▸ What to produce
Set the listing down again in full, word for word, with the pictures left out.

▸ Provided information
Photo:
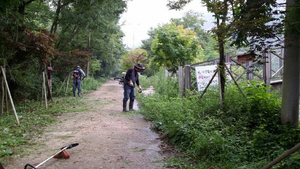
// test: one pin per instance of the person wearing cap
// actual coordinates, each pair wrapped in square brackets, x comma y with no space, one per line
[78,76]
[131,78]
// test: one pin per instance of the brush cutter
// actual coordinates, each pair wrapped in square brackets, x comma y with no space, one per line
[61,154]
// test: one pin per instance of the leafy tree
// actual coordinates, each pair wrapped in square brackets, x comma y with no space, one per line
[65,33]
[173,46]
[290,88]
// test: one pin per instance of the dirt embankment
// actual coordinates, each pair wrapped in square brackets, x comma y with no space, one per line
[107,137]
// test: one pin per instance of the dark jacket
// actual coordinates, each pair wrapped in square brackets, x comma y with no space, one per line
[132,75]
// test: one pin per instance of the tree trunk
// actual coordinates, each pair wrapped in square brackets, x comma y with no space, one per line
[290,84]
[221,71]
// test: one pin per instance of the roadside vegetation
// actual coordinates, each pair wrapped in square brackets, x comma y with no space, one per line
[246,134]
[34,117]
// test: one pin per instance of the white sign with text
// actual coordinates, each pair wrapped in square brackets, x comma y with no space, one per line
[205,73]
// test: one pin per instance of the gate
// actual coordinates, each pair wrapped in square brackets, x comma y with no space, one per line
[267,67]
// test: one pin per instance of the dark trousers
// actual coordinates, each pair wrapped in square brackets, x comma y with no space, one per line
[128,94]
[77,84]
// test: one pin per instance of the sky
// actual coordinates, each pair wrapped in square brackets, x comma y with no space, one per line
[141,15]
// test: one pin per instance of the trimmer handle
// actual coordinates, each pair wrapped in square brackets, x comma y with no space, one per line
[32,167]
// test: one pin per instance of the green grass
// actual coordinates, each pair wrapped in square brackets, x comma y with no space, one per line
[34,117]
[246,133]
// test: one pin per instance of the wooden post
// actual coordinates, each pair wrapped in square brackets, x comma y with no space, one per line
[44,87]
[11,100]
[249,70]
[187,78]
[267,68]
[2,102]
[67,85]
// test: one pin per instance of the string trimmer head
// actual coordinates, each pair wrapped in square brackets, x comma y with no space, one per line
[61,154]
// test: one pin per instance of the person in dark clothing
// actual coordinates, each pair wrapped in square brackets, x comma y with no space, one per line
[131,78]
[78,76]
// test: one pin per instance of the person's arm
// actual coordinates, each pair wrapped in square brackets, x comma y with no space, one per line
[129,76]
[83,74]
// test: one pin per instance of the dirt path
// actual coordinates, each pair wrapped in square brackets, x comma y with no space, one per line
[107,137]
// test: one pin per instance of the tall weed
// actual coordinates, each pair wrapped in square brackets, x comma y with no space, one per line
[246,133]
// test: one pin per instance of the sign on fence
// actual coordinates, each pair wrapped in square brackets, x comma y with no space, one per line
[205,73]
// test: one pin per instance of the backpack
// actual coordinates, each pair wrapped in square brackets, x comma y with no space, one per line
[76,73]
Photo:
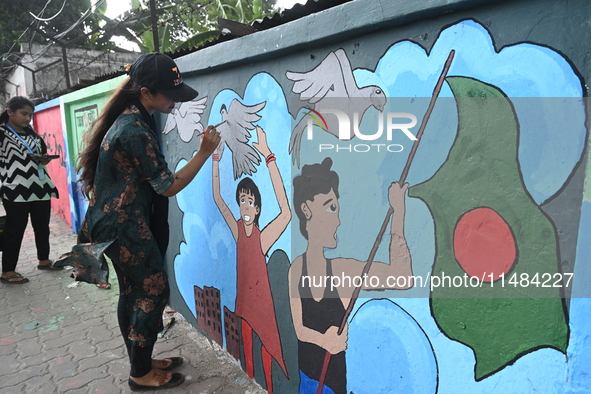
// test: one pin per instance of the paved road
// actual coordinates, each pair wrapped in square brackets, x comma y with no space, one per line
[61,336]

▸ The reply
Photo:
// test: one pin per instance of the person wearing cap
// actual coordinates, each pair wrapped in square brackets, x comma y with no space, one per line
[78,76]
[131,78]
// test: one pin per instance of the brush cutter
// actual coordinates, each pair wrapped in square brackets, x comma y with no space, one per line
[61,154]
// test: one pin per instance of the leafy tree
// actual coordinates, each pair wrapped in square brackets, x comma y with no space, one per line
[65,33]
[173,46]
[290,88]
// test: one pin per instance of the dirt embankment
// actual coordinates, each pair wrapped in square brackets, x comma y with no space, one per line
[107,137]
// test: one pin per instance of the dark jacket
// actual coordinates, each pair wrapped in square brackets, x comma y with no space, one per line
[132,75]
// test: one pin per instance of the tree trunk
// actual coordinates, each pair wrapped in square brackets, x comma y with no space, one per line
[290,84]
[221,71]
// test: one pin per instance of the roadside vegetation
// actual coordinates, each pair wrapped in square brackets, x comma y with no space, one per line
[246,134]
[34,117]
// test: one pin per instance of the white sign with text
// actual coordinates, each pair wrapped in square brackets, x comma y with no space, one per line
[205,73]
// test: one pin per instance of the gate
// actual coordinates, each pair wrapped in square brackets, x comma y with no space, one per line
[267,67]
// test: one pin per instance of the dark trousers
// actual coordinates, each pair wrapped in square brackets, x comma y with no space, one per line
[128,94]
[77,84]
// test: one pin per instance of the sky
// actual coordinates, each pair wrapped in square brackets, x comma y with no space, one per line
[141,15]
// test: one pin per instance of the trimmer handle
// actual coordinates, each pair wrapped in square brackets, x comma y with no space, one per line
[32,167]
// test: one pin per instance of the green grass
// actual coordinates, each pair wrapped in square brackets, x comma y with no space, one per line
[34,117]
[246,133]
// test: one pin per instance of the wooden post
// actual coordinates, each pair wrapped in square brackets, x comma y with no space, one per line
[44,87]
[11,100]
[249,70]
[187,78]
[267,68]
[2,102]
[67,85]
// test: one pin per instance of the string trimmer head
// actual coordinates, each pair wrapped in square brackets, x comma y with no space, one per line
[61,154]
// test: one pin per instance of the person in dark clothing
// actual coordinates, each pair wrapped in square brackets, x comma y with no space, one per line
[131,78]
[78,76]
// test: one pin per instance of the person's arm
// actual coordinates, each pair wrapped in square brackets, x comma y with no space, one per line
[129,76]
[83,74]
// test: one pin per instance of the dirt path
// actual coordinates, each pair wrapped in square brackets, x comma y with no space, one per line
[107,137]
// test: one pin per instance of the tall weed
// actual coordinates, each pair wrapped in square brackets, x comma y with no space, one per line
[246,133]
// test: one pin per instance of the sign on fence
// actual coordinates, each pair wrapped in square brackets, x comma y with no space, one per line
[205,73]
// test: one pin per instance of the backpack
// actual coordinates, each pair wrapped in square brackets, x comma y with no space, one per line
[76,73]
Photo:
// test: one pin per instance of the paved road
// actual coordinates, each pair wrapped in square brackets, x comma y with no space, one per line
[61,336]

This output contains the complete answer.